_OBJECTIVE_
Write out everything from the first of the rows below down to the line containing "[96,158,130,177]", requests included, and multiply each bounding box coordinate in the answers by 1.1, rounding to whole numbers with halves rounded up. Leave the pictures out of your answer.

═══ INFORMATION PROVIDED ═══

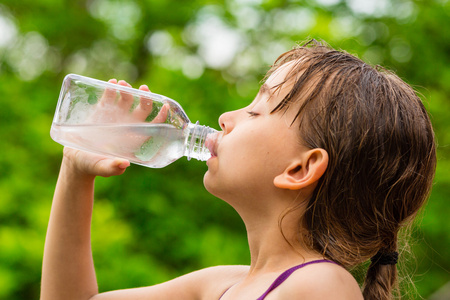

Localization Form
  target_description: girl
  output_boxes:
[41,41,436,300]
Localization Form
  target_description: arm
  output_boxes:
[41,159,248,300]
[41,148,129,299]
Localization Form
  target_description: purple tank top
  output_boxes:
[219,259,338,300]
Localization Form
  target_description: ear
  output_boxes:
[273,148,328,190]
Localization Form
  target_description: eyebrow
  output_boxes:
[259,83,270,94]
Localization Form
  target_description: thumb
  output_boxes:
[96,158,130,177]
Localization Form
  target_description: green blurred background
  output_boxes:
[0,0,450,299]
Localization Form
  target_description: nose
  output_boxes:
[219,111,234,134]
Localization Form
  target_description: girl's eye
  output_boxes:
[247,111,259,117]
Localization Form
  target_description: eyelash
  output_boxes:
[247,111,259,117]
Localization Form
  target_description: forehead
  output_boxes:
[265,60,301,90]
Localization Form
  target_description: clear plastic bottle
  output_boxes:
[50,74,217,168]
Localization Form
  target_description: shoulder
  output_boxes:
[191,265,250,299]
[276,263,363,300]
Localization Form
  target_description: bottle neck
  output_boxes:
[184,121,217,161]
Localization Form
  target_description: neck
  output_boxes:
[236,197,323,274]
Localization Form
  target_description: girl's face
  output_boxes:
[204,63,302,204]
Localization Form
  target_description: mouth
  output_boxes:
[205,132,219,157]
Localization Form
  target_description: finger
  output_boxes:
[100,79,117,105]
[133,84,153,122]
[151,103,170,123]
[117,80,133,111]
[95,158,130,177]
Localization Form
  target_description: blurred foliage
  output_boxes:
[0,0,450,299]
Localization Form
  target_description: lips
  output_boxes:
[205,132,219,156]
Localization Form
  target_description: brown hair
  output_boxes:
[267,40,436,300]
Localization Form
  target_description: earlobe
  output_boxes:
[273,148,328,190]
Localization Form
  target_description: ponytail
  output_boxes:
[363,252,398,300]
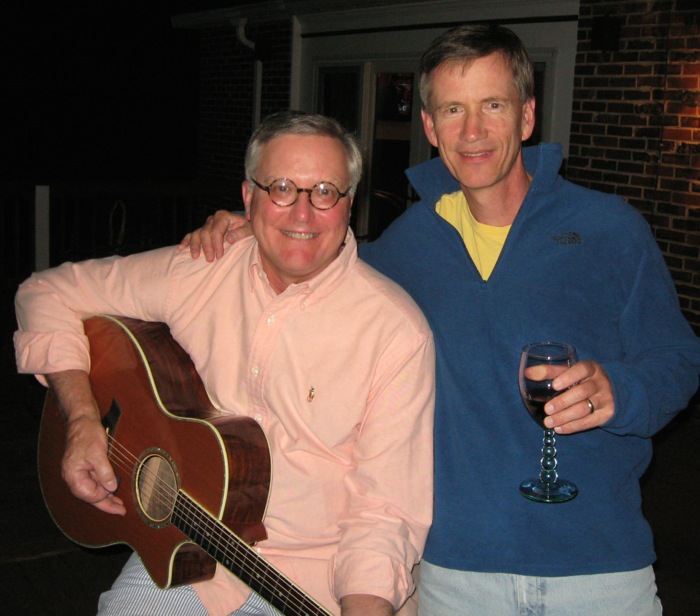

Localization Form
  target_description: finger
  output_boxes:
[177,233,192,252]
[198,227,217,263]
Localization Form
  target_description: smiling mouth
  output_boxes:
[282,231,318,240]
[460,151,489,158]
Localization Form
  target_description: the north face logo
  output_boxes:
[552,231,581,244]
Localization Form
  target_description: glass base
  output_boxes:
[520,479,578,503]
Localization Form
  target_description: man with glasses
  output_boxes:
[15,112,434,616]
[182,24,700,616]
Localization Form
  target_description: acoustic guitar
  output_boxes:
[38,316,331,616]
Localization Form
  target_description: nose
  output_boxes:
[462,113,485,142]
[289,190,314,222]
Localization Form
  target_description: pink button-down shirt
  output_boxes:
[15,233,434,614]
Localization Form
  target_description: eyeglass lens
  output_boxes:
[269,178,340,209]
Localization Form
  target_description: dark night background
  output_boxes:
[0,0,238,183]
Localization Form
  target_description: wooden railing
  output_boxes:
[0,182,241,307]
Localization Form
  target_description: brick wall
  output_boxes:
[197,20,291,206]
[567,0,700,334]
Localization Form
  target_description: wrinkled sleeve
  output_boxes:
[331,326,435,608]
[603,232,700,437]
[14,248,175,383]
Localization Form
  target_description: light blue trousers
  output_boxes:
[418,561,661,616]
[98,554,280,616]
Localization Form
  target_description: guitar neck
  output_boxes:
[170,490,332,616]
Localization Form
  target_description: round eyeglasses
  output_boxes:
[250,178,350,210]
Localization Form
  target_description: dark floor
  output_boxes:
[0,338,700,616]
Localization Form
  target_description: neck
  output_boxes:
[462,167,532,227]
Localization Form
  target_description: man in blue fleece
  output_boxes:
[185,25,700,616]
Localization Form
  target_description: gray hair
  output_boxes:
[245,111,362,197]
[419,24,535,113]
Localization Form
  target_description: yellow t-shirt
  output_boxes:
[435,190,510,280]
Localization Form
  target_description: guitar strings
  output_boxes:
[108,434,329,615]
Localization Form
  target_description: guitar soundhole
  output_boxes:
[136,453,177,526]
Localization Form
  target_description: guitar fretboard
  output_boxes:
[170,491,332,616]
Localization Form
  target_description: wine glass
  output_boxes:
[518,342,578,503]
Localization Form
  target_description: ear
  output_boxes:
[241,180,253,220]
[522,98,535,141]
[420,108,437,148]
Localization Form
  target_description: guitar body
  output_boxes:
[38,317,270,588]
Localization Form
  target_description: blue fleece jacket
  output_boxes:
[360,144,700,576]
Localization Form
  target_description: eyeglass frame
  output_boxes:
[249,178,350,212]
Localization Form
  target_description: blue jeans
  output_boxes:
[418,561,661,616]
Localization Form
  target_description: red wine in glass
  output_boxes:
[518,342,578,503]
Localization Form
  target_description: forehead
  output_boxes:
[431,53,517,101]
[259,135,348,181]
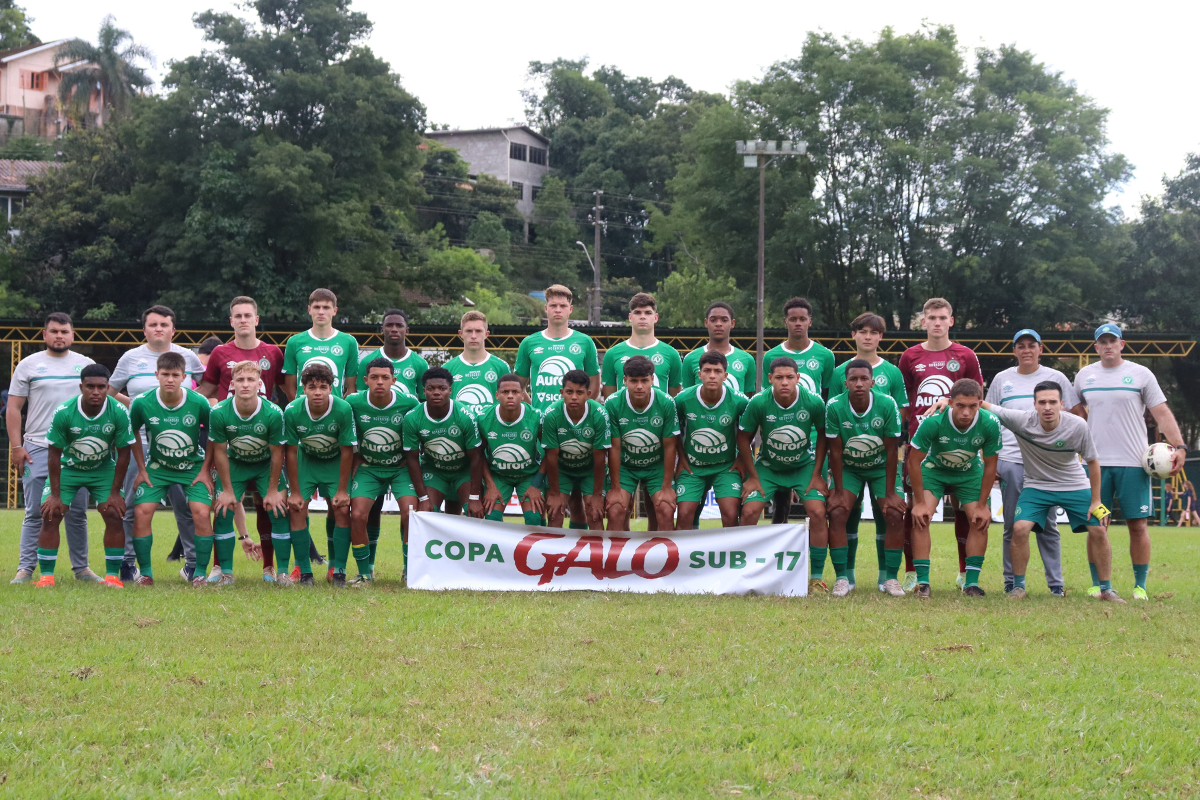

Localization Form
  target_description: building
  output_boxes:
[425,125,550,221]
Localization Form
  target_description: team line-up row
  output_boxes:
[8,285,1186,601]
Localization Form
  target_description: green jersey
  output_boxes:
[403,401,479,474]
[604,388,679,469]
[359,348,430,399]
[130,389,210,469]
[829,359,908,417]
[912,408,1001,473]
[683,344,755,397]
[475,403,542,483]
[826,390,900,471]
[512,331,600,414]
[209,395,287,464]
[346,389,420,467]
[46,395,136,470]
[442,355,511,417]
[283,395,359,461]
[762,341,835,397]
[283,330,359,397]
[738,385,824,471]
[541,399,612,474]
[676,386,754,468]
[600,339,683,393]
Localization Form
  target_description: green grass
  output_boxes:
[0,512,1200,799]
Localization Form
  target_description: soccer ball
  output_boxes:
[1141,441,1175,479]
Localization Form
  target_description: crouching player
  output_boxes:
[475,373,546,525]
[204,361,290,587]
[830,359,902,597]
[130,350,212,587]
[286,367,357,587]
[34,363,136,589]
[604,355,679,530]
[346,356,418,579]
[908,378,1001,597]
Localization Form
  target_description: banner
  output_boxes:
[408,511,809,597]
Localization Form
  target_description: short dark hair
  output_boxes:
[622,355,654,378]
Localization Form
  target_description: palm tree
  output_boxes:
[54,14,154,125]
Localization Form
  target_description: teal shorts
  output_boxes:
[1100,467,1154,519]
[746,462,824,503]
[1013,486,1103,534]
[133,464,212,505]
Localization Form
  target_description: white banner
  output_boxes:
[408,512,809,597]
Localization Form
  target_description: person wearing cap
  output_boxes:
[988,327,1079,597]
[1073,323,1188,600]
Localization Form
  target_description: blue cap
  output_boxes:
[1013,327,1042,344]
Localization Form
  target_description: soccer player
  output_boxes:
[908,378,1001,597]
[126,350,212,587]
[988,327,1079,597]
[204,361,290,587]
[359,308,429,400]
[475,373,546,525]
[541,369,612,530]
[600,291,683,398]
[1075,323,1188,600]
[5,311,101,583]
[284,359,357,587]
[683,300,756,397]
[403,367,484,517]
[442,311,511,417]
[676,352,754,530]
[34,363,136,589]
[900,297,984,589]
[346,356,419,577]
[830,359,905,597]
[604,350,679,530]
[283,289,359,403]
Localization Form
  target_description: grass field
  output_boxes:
[0,512,1200,799]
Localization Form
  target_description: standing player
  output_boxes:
[34,363,136,589]
[600,291,683,398]
[830,359,905,597]
[683,300,755,397]
[988,327,1079,597]
[475,373,546,525]
[1075,323,1188,600]
[126,350,212,587]
[604,350,679,530]
[284,367,357,587]
[442,311,509,417]
[908,378,1001,597]
[900,297,984,589]
[676,350,754,530]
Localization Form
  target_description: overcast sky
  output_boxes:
[42,0,1200,212]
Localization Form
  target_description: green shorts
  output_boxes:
[676,464,742,503]
[1100,467,1154,519]
[1013,486,1103,534]
[42,464,125,505]
[746,462,824,503]
[133,464,212,505]
[350,464,416,500]
[920,464,983,506]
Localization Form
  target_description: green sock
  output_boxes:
[132,534,154,578]
[829,547,850,581]
[37,547,56,576]
[104,547,125,578]
[1133,564,1150,589]
[962,555,984,588]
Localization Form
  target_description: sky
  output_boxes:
[42,0,1200,216]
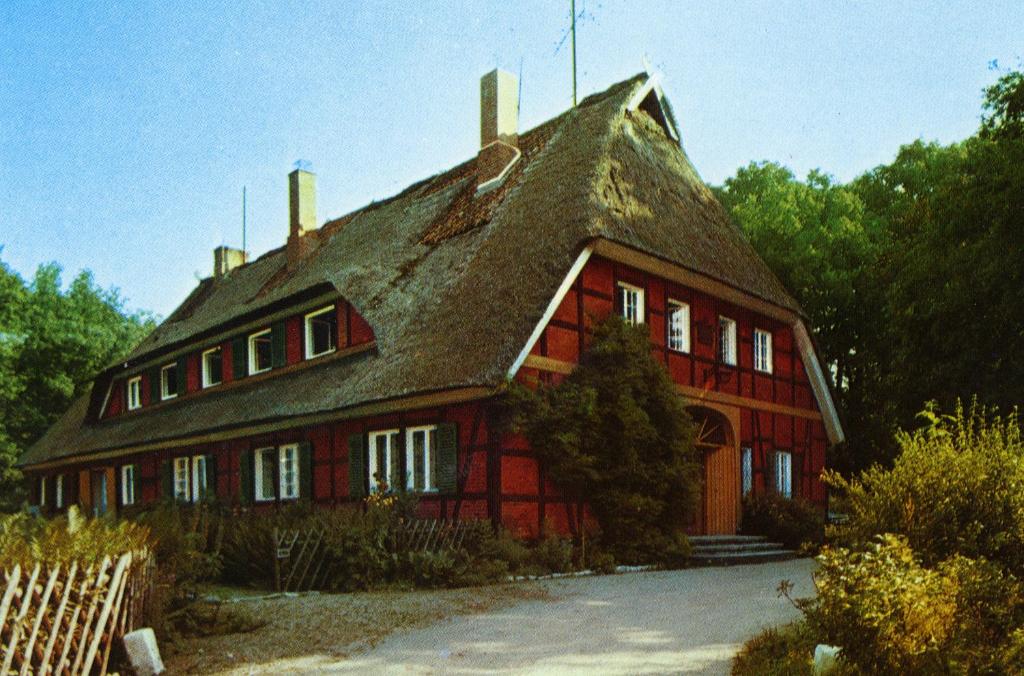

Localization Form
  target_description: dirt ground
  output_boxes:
[169,559,814,674]
[161,583,552,674]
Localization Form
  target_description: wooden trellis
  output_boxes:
[0,550,155,676]
[272,519,466,592]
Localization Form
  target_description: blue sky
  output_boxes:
[0,0,1024,315]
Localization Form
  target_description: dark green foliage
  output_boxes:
[742,493,825,549]
[0,256,154,510]
[508,315,699,563]
[717,67,1024,471]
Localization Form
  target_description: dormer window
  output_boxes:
[618,282,644,325]
[305,305,338,360]
[669,300,690,352]
[754,329,772,373]
[160,364,180,402]
[128,376,142,411]
[718,316,736,366]
[203,347,224,389]
[249,329,273,376]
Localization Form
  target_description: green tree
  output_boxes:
[510,316,699,562]
[0,256,155,509]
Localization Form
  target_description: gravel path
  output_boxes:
[247,559,814,674]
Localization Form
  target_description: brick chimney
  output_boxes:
[288,169,316,265]
[213,246,246,278]
[476,69,521,193]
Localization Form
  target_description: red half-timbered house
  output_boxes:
[20,71,843,535]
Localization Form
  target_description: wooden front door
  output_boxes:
[703,446,739,535]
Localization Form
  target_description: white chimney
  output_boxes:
[476,69,521,193]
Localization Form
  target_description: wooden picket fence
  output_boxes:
[0,550,156,676]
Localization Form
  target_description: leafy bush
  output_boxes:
[506,315,700,563]
[0,506,153,569]
[825,406,1024,578]
[742,493,825,549]
[807,535,1024,674]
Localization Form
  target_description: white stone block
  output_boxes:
[124,627,164,676]
[814,643,839,674]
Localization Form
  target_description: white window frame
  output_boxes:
[367,429,401,493]
[302,305,338,360]
[160,362,177,402]
[191,456,210,502]
[754,329,772,373]
[775,451,793,498]
[718,314,736,366]
[121,465,138,507]
[618,282,646,326]
[248,329,273,376]
[253,446,278,502]
[199,345,224,389]
[666,298,690,353]
[127,376,142,411]
[739,446,754,497]
[174,456,191,502]
[278,443,301,500]
[406,425,437,493]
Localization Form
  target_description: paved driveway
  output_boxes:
[329,559,814,674]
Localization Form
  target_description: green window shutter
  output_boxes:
[239,449,256,505]
[348,434,367,498]
[203,454,217,500]
[299,441,313,502]
[231,336,249,380]
[150,367,160,404]
[437,423,459,493]
[270,322,287,369]
[177,356,188,394]
[160,460,174,500]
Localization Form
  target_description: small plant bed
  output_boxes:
[162,583,553,674]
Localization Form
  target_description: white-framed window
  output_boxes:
[121,465,138,506]
[174,457,191,502]
[754,329,772,373]
[668,300,690,352]
[278,443,299,500]
[739,447,754,496]
[200,346,224,389]
[775,451,793,498]
[249,329,273,376]
[368,429,400,493]
[253,448,278,502]
[406,425,437,492]
[160,364,178,402]
[191,456,209,502]
[618,282,644,325]
[718,316,736,366]
[305,305,338,360]
[128,376,142,411]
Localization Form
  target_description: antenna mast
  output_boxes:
[570,0,575,108]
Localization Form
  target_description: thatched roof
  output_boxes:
[22,75,799,465]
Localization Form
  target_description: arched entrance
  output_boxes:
[687,407,739,535]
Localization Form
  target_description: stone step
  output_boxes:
[693,541,785,555]
[690,549,797,566]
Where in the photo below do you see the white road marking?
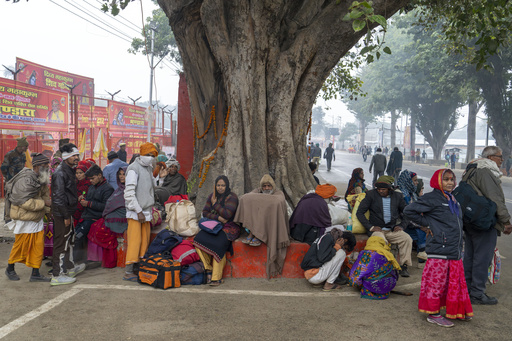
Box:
[0,286,82,339]
[75,284,360,297]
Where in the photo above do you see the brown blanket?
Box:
[234,189,290,278]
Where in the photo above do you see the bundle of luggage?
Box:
[138,229,206,289]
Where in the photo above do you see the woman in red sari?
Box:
[404,169,473,327]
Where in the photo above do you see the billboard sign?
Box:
[0,78,68,132]
[16,58,94,105]
[108,101,154,132]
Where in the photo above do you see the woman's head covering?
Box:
[430,168,459,215]
[156,155,169,162]
[315,184,338,199]
[166,156,181,172]
[397,169,418,204]
[140,142,158,157]
[76,160,91,173]
[215,175,231,207]
[345,168,366,198]
[364,235,401,270]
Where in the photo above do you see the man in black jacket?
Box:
[74,164,114,263]
[300,228,356,291]
[50,143,85,285]
[356,175,412,277]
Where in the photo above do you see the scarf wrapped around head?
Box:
[430,168,459,216]
[315,184,338,199]
[397,169,418,204]
[364,236,401,270]
[214,175,231,207]
[140,142,158,157]
[345,168,366,198]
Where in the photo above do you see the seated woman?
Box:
[345,168,367,211]
[193,175,240,286]
[349,232,400,300]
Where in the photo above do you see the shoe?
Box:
[5,269,20,281]
[470,294,498,305]
[68,263,86,278]
[50,275,76,285]
[400,264,411,277]
[29,274,52,282]
[427,315,453,328]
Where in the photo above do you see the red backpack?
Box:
[171,240,201,265]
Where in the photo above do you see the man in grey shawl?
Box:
[155,160,187,205]
[234,174,290,278]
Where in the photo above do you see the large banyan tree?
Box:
[158,0,408,205]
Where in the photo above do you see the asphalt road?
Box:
[0,153,512,341]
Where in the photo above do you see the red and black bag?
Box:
[137,253,181,289]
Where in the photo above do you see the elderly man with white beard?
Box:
[5,153,51,282]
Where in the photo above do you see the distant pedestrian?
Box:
[117,142,128,162]
[370,148,387,187]
[324,143,336,172]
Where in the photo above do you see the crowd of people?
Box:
[2,138,512,327]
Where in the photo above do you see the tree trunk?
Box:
[158,0,408,206]
[389,110,398,146]
[466,100,479,163]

═══

_TASK ANSWER_
Localization Form
  target_description: girl
  output_boxes:
[45,45,480,330]
Localization Form
  target_description: arm
  output_boxes:
[45,175,273,330]
[45,163,142,329]
Localization Form
  target_description: purple tank top
  output_boxes:
[241,285,372,330]
Localization Form
  target_description: ear
  output_boxes:
[300,163,361,209]
Localization Form
  target_description: eyebrow
  output_boxes:
[285,91,297,103]
Localization Form
  target_description: thumb
  output_boxes:
[106,174,143,195]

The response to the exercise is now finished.